> **TEXT**

Thema / Programm
Die Auseinandersetzung des Menschen mit der Welt ist konstitutiv dadurch geprägt, dass uns in ihr Einzelgegenstände begegnen. Jeder Gegenstand bildet – als der Gegenstand, der er ist – eine mit keinem anderen Gegenstand identische Einheit. Individualität ist das Prinzip einer solchen Einheit – eine immanente Form, die den Gegenstand zu einem nur mit sich selbst identischen Einzelnen und damit zu mehr als einem bloßen Arrangement seiner Bestandteile macht. Gegenstände sind so, logisch betrachtet, individua: die Elemente, aus denen die Welt besteht.
In kritischer Auseinandersetzung mit den realistischen Positionen der Antike (Platon, Aristoteles) haben nominalistische Ontologien Einzelgegenstände als das primäre Seiende begriffen und dem Individuellen einen ontologischen Vorrang gegenüber dem Allgemeinen zugesprochen. Man könnte hier von einem ontologischen Individualismus sprechen. Hiergegen ist immer wieder der Einspruch erhoben worden, schon die bestimmte Individuierung von Einzelnem setze die Geltung allgemeiner Kategorien voraus. In der Erkenntnistheorie der Neuzeit (Locke, Leibniz, Kant) wurde deshalb darum gestritten, wie das Einzelne als Einzelnes von einem an Allgemeinbegriffe gebundenen Denken überhaupt erfasst werden könne – eine Frage, die in der sprachanalytischen Debatte um ein Denken des Einzelnen (singular thought) im 20. Jahrhundert wieder aufgegriffen wurde (Russell, Strawson, Kripke, Evans).

> **AUFGABEN BEARBEITEN**
(A) Kannst du den Abschnitt des Textes zur Individualität, beginnend mit „In kritischer Auseinandersetzung“ und weiter bis einschließlich „Strawson, Kripke, Evans).“, wortgetreu wiedergeben?
(B) Warum wurde laut dem Text zur Individualität in der Erkenntnistheorie der Neuzeit darüber gestritten, wie das Einzelne von einem an Allgemeinbegriffe gebundenen Denken erfasst werden kann?
Die Zeilen spielen hierfür keine Rolle.

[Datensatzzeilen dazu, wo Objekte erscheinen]
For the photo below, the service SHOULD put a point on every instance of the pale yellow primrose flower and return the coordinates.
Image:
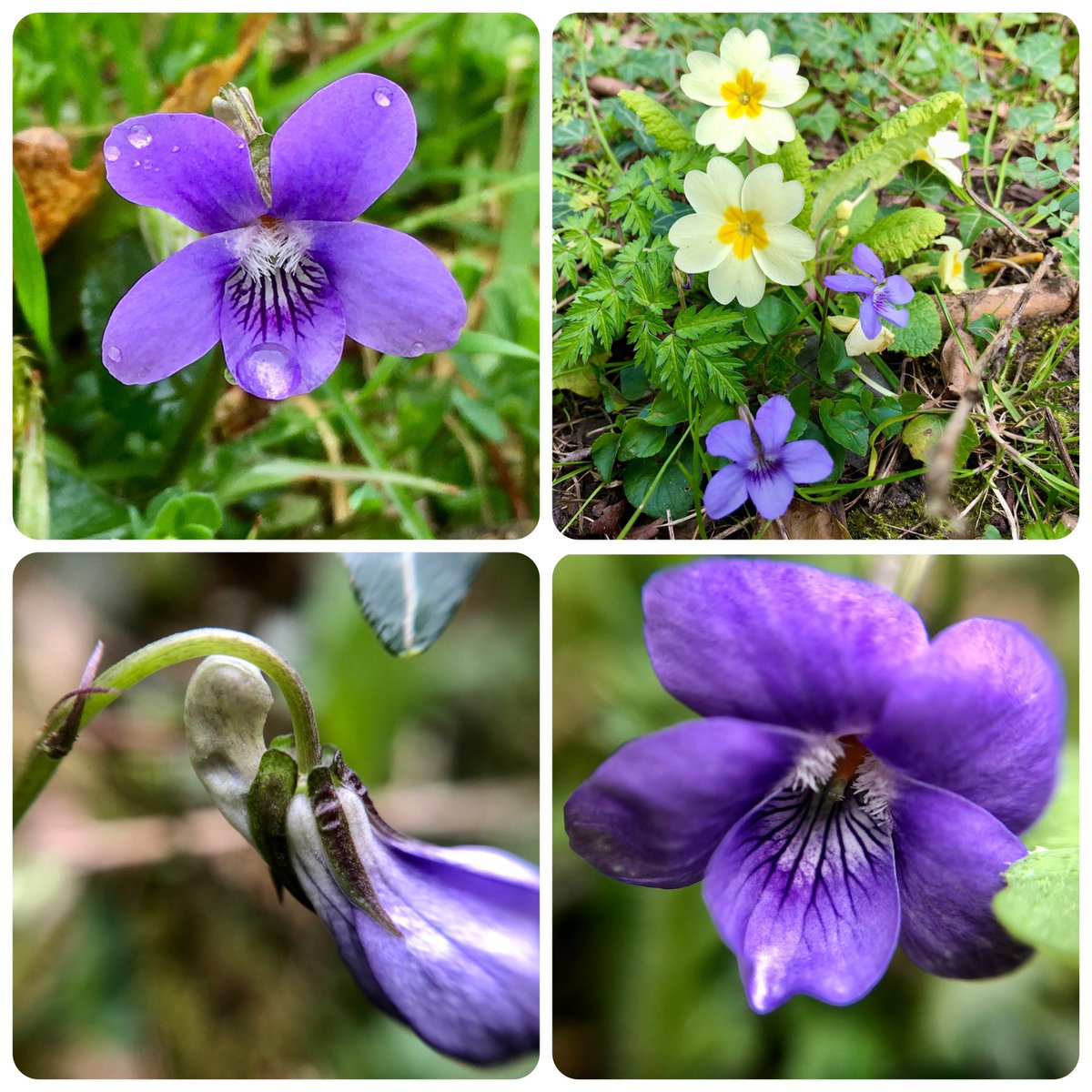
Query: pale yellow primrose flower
(741, 230)
(856, 343)
(943, 150)
(747, 90)
(953, 265)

> **ANTWORTEN JE AUFGABE**
(A)
In kritischer Auseinandersetzung mit den realistischen Positionen der Antike (Platon, Aristoteles) haben nominalistische Ontologien Einzelgegenstände als das primäre Seiende begriffen und dem Individuellen einen ontologischen Vorrang gegenüber dem Allgemeinen zugesprochen. Man könnte hier von einem ontologischen Individualismus sprechen. Hiergegen ist immer wieder der Einspruch erhoben worden, schon die bestimmte Individuierung von Einzelnem setze die Geltung allgemeiner Kategorien voraus. In der Erkenntnistheorie der Neuzeit (Locke, Leibniz, Kant) wurde deshalb darum gestritten, wie das Einzelne als Einzelnes von einem an Allgemeinbegriffe gebundenen Denken überhaupt erfasst werden könne – eine Frage, die in der sprachanalytischen Debatte um ein Denken des Einzelnen (singular thought) im 20. Jahrhundert wieder aufgegriffen wurde (Russell, Strawson, Kripke, Evans).

(B) Gegen den ontologischen Individualismus der nominalistischen Ontologien, die dem Individuellen einen Vorrang vor dem Allgemeinen zusprachen, wurde immer wieder eingewandt, schon die bestimmte Individuierung von Einzelnem setze die Geltung allgemeiner Kategorien voraus. Deshalb stritt man darüber, wie das Einzelne als Einzelnes überhaupt erfasst werden könne.